• **INSTRUCCIÓN 1**:
Actualiza un fragmento del hilo del foro: empieza en las palabras "luego me pusieron" y termina tras "del contacto general.", cambiando "cualquier momento" por "todo momento".
• **INSTRUCCIÓN 2**:
Devuelve cada línea de los registros que contenga la cadena "grass", distinguiendo mayúsculas de minúsculas.

• **TEXTO**:
# hacer que el radio-cd funcione sin necesidad de dar contacto



## andertxu (Ago 31, 2006)

acabo de cambiar el radio-cd, y para mi sopresa el nuevo no se enciende si no se da el contacto

algo que me extraña, porque el de casa, al quitar el contacto se apagaba, pero después se podia encender perfectamente.

luego me pusieron otro, y este se podía encender en cualquier momento, con o sin contacto.

quiero que el nuevo funcione independientemente del contacto general.

por cierto, además es que cada vez que se apaga, y pasa un tiempo, pierde la memoria de las posiciones de equs, faders, etc...

alguno de vosotros puede ayudarme?

gracias.


----------



## shocky (Sep 9, 2006)

Hay dos cosas.
1_ El equipo trae un cable que es justamente para esta opcion. Es decir cuando se le aplica tension de 12Vcc el quipo se enciende si es que en los cables de alimentacion hay tension.

[Registros de anotación de coordenadas]
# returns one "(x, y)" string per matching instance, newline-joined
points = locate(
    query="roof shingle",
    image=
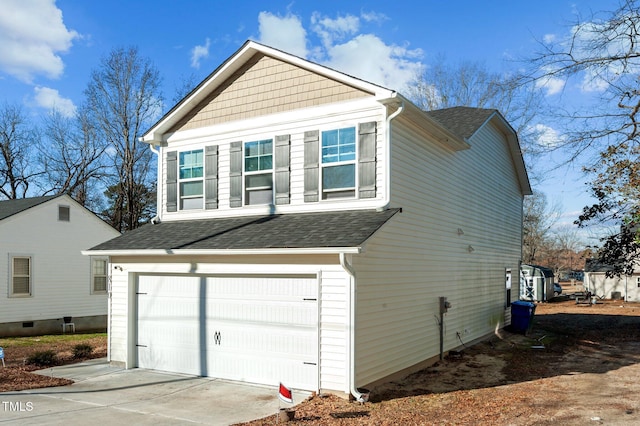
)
(298, 230)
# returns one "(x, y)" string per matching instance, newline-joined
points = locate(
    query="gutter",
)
(387, 191)
(352, 330)
(156, 218)
(222, 252)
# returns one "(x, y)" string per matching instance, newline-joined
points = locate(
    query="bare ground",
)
(17, 373)
(580, 364)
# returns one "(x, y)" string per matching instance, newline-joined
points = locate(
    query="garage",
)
(257, 329)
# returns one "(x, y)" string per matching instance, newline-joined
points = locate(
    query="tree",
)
(72, 157)
(601, 55)
(17, 137)
(123, 99)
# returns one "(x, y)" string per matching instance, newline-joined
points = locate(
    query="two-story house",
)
(309, 224)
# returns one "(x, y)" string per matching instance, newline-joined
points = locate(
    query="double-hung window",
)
(20, 276)
(98, 275)
(258, 169)
(339, 163)
(191, 176)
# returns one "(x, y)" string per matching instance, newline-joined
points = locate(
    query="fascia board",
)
(155, 134)
(186, 252)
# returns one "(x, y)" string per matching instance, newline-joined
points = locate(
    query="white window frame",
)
(350, 193)
(247, 174)
(94, 275)
(60, 218)
(12, 275)
(181, 180)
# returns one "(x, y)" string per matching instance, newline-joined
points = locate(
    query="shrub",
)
(82, 350)
(43, 358)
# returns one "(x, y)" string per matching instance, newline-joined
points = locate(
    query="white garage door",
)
(247, 328)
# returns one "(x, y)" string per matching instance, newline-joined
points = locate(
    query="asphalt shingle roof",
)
(462, 121)
(297, 230)
(11, 207)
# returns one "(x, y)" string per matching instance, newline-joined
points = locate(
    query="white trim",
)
(223, 252)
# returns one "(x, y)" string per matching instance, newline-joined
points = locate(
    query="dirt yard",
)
(579, 365)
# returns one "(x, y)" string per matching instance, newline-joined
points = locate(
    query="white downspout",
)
(352, 329)
(156, 218)
(387, 190)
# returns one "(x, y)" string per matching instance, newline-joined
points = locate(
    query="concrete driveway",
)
(108, 395)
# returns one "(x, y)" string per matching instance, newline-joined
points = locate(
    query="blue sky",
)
(48, 48)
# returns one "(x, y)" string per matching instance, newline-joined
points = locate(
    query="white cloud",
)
(32, 36)
(283, 32)
(552, 85)
(344, 47)
(200, 52)
(50, 99)
(330, 30)
(367, 57)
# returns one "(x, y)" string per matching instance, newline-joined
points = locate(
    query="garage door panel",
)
(255, 329)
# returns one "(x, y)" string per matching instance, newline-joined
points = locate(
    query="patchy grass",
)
(63, 349)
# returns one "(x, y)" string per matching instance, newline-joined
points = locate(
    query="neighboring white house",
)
(309, 223)
(43, 275)
(625, 287)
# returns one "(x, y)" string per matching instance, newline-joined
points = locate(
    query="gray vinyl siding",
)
(419, 255)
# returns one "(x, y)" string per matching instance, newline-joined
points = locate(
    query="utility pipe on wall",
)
(352, 329)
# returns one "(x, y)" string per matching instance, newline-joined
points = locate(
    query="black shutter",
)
(172, 181)
(311, 165)
(282, 168)
(235, 175)
(367, 160)
(211, 177)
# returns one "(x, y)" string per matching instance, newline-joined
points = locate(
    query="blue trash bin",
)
(522, 316)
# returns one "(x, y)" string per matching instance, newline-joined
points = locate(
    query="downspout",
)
(387, 190)
(156, 218)
(352, 330)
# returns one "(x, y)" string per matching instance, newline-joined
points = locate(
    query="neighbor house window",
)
(191, 172)
(64, 213)
(99, 275)
(20, 276)
(339, 163)
(258, 168)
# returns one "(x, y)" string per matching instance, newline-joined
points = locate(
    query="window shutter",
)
(211, 177)
(311, 165)
(367, 160)
(172, 181)
(282, 168)
(235, 175)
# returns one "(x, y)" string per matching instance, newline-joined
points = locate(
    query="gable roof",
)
(323, 231)
(451, 127)
(463, 121)
(11, 207)
(233, 64)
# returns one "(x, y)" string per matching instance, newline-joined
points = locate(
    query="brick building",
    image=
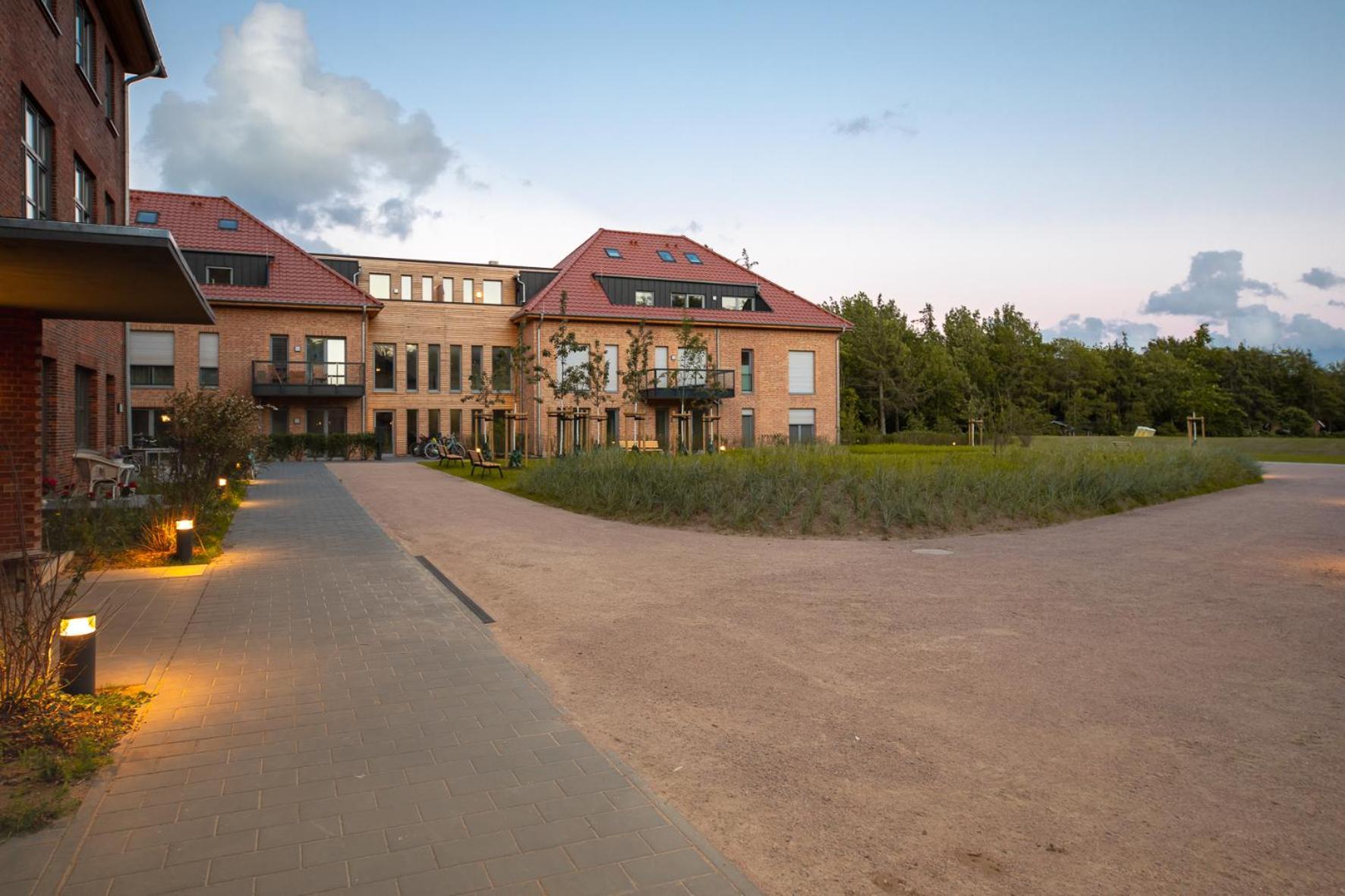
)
(443, 322)
(69, 268)
(289, 332)
(773, 356)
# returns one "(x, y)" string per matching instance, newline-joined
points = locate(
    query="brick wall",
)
(770, 398)
(38, 57)
(444, 320)
(245, 337)
(20, 415)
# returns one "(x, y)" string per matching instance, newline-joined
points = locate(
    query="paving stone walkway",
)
(332, 720)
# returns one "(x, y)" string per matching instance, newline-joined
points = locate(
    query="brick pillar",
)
(20, 423)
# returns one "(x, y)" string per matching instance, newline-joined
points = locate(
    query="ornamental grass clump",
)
(834, 492)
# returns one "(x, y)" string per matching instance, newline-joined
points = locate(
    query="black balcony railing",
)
(338, 379)
(690, 384)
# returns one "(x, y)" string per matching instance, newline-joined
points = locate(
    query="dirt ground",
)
(1149, 703)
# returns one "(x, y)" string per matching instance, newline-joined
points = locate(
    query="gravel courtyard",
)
(1144, 703)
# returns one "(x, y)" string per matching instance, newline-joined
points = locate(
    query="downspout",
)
(158, 71)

• **RESPUESTA CORRECTA 1**:
luego me pusieron otro, y este se podía encender en todo momento, con o sin contacto.

quiero que el nuevo funcione independientemente del contacto general.

• **RESPUESTA CORRECTA 2**:
    query="patchy grass",
    query="ornamental grass clump",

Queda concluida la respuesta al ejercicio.